**Image region labeling entries**

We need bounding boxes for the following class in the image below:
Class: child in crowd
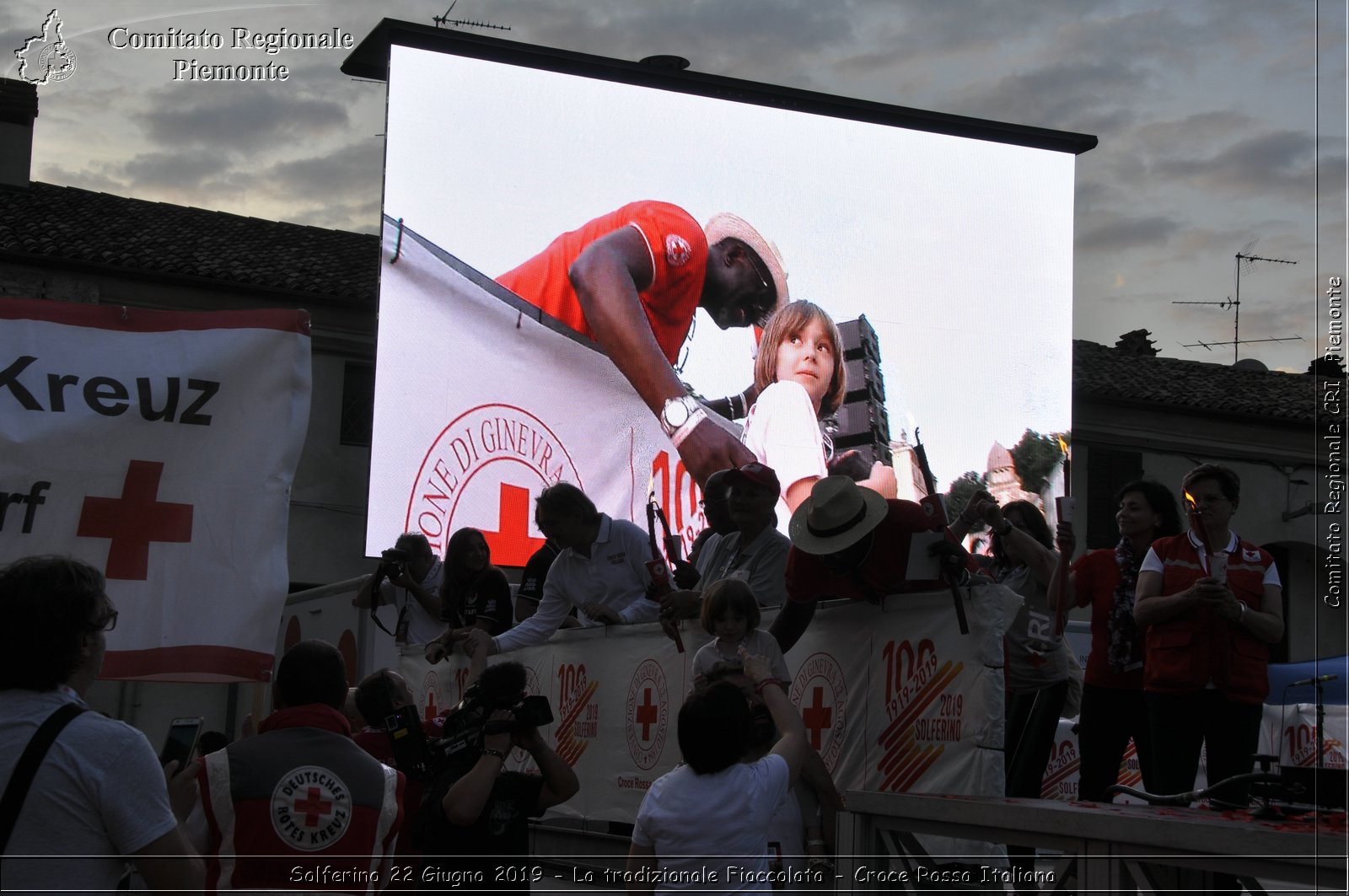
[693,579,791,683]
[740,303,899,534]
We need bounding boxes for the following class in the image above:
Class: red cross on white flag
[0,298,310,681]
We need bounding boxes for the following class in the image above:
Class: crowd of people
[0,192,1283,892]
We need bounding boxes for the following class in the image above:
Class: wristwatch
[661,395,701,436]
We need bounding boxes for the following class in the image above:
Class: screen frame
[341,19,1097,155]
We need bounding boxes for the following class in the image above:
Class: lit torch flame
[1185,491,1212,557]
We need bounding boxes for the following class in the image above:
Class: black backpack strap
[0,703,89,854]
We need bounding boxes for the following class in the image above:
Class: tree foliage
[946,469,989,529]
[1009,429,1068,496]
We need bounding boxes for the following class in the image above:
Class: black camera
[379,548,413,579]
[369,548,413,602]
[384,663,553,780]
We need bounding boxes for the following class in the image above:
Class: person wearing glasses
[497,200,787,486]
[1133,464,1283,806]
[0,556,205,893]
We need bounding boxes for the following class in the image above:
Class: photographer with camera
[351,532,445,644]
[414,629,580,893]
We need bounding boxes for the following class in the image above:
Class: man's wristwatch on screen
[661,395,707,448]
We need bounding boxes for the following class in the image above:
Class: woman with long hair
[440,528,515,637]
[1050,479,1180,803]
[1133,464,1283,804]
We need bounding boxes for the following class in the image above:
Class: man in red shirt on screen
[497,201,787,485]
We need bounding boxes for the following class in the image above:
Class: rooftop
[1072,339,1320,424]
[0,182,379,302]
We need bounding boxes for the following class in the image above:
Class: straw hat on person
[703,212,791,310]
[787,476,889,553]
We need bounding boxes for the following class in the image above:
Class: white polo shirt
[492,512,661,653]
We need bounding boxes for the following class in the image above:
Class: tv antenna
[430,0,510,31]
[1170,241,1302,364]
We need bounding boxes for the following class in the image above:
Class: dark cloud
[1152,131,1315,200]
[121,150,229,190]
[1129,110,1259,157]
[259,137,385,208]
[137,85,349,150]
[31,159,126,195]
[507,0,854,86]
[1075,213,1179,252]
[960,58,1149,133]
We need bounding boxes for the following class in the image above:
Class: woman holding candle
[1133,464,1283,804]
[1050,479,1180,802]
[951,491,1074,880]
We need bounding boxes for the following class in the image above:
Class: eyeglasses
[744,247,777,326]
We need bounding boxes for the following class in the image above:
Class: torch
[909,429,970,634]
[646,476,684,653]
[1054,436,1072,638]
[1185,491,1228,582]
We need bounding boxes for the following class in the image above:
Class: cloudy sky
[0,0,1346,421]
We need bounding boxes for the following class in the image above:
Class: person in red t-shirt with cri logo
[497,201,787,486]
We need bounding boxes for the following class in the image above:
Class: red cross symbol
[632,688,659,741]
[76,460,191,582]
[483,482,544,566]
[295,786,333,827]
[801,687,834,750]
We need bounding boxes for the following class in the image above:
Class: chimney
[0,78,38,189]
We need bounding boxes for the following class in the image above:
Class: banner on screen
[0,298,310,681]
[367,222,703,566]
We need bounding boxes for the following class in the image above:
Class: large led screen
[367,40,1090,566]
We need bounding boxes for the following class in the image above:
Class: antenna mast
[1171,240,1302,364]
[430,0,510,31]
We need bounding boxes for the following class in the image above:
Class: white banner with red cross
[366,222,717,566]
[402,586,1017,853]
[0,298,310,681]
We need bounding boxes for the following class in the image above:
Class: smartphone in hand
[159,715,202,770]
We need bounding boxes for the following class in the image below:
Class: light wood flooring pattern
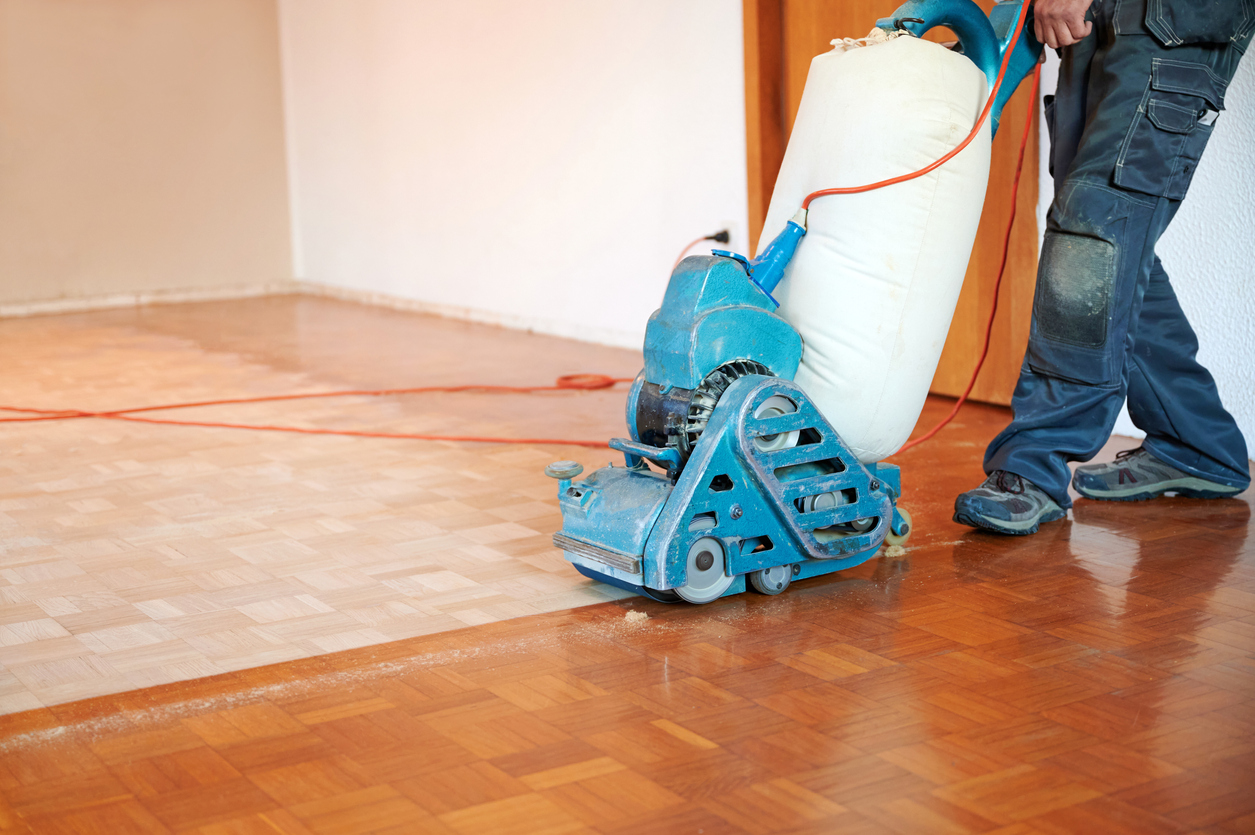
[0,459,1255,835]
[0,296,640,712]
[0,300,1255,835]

**TASK DETAILS**
Count how many lines of the material above contain the string "screen", and reply with that number alone.

**SOLUTION**
5